THE TASK: Filter the entries, keeping every line with the string "jagged".

Stored data entries:
================================

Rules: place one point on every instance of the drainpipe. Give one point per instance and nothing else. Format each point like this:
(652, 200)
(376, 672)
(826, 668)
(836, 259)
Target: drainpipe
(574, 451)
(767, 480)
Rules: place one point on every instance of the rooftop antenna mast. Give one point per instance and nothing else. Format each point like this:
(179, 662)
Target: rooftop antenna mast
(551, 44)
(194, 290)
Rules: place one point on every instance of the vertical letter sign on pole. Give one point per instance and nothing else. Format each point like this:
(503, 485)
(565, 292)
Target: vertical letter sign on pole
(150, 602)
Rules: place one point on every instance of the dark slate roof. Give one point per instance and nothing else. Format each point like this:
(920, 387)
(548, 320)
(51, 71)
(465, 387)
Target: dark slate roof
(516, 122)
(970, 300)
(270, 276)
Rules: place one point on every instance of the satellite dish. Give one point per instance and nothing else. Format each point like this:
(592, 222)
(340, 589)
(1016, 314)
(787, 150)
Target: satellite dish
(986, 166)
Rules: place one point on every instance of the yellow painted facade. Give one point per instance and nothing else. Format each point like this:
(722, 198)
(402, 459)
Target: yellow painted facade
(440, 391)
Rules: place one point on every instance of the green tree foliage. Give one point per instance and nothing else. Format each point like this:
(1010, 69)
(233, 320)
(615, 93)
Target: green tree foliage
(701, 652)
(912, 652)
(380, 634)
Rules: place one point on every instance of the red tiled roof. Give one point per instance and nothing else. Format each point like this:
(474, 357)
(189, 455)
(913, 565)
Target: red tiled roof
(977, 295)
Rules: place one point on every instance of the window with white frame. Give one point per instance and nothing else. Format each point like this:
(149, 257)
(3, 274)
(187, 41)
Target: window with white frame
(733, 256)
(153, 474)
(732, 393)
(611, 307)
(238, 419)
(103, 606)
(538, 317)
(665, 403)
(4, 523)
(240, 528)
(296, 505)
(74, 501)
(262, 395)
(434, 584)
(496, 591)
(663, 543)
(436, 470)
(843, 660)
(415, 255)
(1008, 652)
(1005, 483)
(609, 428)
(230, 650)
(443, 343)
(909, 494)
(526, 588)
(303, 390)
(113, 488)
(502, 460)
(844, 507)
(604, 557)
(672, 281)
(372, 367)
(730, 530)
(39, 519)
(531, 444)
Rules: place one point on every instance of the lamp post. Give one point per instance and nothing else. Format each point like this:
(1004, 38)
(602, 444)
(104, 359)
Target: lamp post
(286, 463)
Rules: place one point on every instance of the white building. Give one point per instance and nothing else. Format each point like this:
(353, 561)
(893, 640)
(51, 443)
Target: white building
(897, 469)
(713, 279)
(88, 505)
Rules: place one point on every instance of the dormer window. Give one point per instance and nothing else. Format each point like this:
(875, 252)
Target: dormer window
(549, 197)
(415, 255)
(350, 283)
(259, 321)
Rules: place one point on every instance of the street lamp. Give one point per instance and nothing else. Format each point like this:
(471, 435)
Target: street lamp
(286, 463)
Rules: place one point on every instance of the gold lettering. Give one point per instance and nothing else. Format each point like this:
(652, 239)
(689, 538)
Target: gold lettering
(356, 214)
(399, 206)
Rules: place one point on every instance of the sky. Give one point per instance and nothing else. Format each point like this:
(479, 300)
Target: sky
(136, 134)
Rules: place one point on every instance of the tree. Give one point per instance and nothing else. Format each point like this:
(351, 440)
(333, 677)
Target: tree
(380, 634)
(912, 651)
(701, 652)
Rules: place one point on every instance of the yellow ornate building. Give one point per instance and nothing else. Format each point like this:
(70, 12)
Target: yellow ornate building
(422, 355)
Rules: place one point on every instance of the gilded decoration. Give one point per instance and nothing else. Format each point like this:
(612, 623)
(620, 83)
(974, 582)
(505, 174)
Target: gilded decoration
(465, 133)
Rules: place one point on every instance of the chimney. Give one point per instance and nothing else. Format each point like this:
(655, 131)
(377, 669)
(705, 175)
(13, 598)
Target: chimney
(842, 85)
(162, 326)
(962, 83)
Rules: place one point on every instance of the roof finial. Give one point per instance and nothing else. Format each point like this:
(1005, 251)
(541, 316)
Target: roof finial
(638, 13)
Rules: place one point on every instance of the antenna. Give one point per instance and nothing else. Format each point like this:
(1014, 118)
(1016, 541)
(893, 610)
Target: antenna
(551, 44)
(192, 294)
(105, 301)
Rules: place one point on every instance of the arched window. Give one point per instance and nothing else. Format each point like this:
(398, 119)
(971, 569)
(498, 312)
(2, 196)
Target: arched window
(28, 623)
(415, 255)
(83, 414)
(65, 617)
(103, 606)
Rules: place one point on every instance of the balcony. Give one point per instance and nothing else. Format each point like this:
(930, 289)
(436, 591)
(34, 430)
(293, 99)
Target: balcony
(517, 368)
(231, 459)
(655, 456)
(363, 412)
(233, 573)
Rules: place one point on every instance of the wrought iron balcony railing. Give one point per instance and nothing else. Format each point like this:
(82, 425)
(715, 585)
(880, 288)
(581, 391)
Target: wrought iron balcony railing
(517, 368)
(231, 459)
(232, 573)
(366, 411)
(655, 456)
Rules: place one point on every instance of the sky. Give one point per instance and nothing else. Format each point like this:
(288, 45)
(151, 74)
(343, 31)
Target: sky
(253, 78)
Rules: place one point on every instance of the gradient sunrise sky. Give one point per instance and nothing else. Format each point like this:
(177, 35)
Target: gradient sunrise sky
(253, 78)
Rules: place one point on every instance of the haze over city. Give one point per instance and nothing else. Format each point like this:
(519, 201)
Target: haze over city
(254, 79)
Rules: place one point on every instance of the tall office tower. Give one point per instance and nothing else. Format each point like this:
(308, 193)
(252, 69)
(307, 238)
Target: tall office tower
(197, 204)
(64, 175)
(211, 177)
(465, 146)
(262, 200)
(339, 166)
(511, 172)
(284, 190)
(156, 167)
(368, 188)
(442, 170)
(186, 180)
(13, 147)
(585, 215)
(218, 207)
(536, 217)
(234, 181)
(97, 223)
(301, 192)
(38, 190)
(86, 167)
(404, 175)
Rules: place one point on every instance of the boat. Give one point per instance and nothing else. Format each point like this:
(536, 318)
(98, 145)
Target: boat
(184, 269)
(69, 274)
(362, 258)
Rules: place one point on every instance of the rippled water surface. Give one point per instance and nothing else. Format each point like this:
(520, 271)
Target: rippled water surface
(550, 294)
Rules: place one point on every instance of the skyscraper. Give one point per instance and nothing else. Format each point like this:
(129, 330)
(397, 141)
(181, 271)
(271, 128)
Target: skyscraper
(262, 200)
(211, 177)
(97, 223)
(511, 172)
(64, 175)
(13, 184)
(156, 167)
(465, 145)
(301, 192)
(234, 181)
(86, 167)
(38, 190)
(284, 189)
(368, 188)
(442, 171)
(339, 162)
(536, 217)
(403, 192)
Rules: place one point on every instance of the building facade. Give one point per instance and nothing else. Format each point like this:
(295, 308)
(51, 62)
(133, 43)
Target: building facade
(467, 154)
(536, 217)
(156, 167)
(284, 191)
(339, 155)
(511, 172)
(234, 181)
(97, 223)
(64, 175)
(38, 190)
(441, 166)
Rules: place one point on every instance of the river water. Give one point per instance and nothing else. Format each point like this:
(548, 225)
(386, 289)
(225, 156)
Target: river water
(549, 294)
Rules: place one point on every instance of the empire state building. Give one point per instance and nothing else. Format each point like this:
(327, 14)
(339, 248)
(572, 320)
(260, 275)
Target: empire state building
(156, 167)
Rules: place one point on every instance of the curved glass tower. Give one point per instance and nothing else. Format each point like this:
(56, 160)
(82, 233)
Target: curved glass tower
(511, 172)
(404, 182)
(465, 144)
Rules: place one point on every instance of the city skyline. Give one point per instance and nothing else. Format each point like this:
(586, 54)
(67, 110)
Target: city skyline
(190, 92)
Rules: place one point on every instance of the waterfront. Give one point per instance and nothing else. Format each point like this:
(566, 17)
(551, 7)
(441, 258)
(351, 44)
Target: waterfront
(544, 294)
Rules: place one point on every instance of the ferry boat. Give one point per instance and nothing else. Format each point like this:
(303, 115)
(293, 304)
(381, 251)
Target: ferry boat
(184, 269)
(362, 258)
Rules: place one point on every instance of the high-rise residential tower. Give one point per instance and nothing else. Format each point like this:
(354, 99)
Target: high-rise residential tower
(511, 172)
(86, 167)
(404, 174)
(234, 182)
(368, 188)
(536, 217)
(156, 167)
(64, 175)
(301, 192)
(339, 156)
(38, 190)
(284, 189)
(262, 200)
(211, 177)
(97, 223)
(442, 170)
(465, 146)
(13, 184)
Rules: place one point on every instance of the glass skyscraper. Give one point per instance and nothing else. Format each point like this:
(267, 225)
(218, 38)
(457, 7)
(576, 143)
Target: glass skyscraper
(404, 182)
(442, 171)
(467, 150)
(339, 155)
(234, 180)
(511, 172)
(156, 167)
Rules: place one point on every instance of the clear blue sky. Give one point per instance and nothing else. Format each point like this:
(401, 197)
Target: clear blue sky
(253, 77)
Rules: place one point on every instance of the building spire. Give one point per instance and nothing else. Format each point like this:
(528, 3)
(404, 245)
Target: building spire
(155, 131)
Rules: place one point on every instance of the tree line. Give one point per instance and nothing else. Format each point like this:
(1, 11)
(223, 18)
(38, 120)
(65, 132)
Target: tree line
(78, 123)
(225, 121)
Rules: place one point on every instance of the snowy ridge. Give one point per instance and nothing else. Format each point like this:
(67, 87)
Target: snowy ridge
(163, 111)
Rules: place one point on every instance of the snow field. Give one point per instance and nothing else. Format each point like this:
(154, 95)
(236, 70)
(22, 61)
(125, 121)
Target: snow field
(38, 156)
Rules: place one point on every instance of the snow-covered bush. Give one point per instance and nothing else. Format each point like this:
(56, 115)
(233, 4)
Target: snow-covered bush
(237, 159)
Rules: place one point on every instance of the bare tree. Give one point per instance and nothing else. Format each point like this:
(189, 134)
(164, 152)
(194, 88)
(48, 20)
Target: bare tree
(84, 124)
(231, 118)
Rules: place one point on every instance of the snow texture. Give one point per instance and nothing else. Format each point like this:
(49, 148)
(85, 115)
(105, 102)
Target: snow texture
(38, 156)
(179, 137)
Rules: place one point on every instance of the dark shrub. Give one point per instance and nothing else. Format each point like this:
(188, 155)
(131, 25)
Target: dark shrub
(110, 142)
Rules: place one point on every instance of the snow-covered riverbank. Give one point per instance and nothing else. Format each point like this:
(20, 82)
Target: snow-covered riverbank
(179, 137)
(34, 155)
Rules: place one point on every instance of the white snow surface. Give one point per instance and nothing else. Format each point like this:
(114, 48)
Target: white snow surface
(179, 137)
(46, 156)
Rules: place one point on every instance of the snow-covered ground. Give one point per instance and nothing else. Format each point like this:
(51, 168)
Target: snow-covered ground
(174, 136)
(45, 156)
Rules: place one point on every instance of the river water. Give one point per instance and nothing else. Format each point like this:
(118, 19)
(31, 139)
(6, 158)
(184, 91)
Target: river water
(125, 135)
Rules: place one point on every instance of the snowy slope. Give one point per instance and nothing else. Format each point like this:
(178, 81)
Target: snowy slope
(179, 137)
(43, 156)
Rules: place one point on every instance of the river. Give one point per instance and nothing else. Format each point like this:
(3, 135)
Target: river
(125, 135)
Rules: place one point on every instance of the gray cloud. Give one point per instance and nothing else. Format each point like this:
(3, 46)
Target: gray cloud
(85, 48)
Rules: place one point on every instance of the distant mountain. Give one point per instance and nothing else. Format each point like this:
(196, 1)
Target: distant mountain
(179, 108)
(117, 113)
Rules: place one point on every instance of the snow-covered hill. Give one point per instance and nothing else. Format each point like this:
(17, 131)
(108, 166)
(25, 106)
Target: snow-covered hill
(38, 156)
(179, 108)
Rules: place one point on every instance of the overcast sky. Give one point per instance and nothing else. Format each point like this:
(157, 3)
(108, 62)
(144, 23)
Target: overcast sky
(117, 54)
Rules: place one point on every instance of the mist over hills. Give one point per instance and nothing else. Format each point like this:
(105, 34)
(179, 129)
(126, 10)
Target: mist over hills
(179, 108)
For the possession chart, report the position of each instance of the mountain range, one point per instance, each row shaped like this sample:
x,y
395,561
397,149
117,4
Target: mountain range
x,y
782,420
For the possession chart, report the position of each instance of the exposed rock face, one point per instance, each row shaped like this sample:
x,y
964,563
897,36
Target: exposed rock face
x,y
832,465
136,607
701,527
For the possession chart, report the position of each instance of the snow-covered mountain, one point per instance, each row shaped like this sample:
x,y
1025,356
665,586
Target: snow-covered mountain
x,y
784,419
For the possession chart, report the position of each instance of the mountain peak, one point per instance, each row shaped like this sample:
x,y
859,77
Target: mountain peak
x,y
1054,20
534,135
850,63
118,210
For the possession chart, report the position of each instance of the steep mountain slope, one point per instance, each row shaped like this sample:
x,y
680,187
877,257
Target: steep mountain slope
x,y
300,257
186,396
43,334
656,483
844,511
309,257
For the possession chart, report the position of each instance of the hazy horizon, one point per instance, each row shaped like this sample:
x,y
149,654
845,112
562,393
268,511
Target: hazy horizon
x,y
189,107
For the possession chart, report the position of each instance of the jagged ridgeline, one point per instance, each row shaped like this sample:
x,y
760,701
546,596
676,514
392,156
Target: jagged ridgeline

================================

TASK RESULT:
For the possession chart, report the position of each instance of the jagged ridgeline, one point per instance, each row shaped like this sample:
Target: jagged ridgeline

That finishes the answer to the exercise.